*Data extracts*.
--*--

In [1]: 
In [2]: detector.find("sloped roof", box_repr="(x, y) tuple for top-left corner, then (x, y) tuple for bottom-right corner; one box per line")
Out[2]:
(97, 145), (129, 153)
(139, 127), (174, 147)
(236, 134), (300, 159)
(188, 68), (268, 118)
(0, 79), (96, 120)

--*--

*Exercise brief*. What is needed here is an exact transcription of the records above.

*Response box*.
In [1]: 
In [2]: detector.find("sloped roof", box_repr="(x, y) tuple for top-left corner, then (x, y) tuple for bottom-right corner; one box per line")
Out[2]:
(97, 145), (129, 153)
(139, 127), (174, 147)
(236, 134), (300, 159)
(188, 68), (268, 118)
(0, 79), (96, 120)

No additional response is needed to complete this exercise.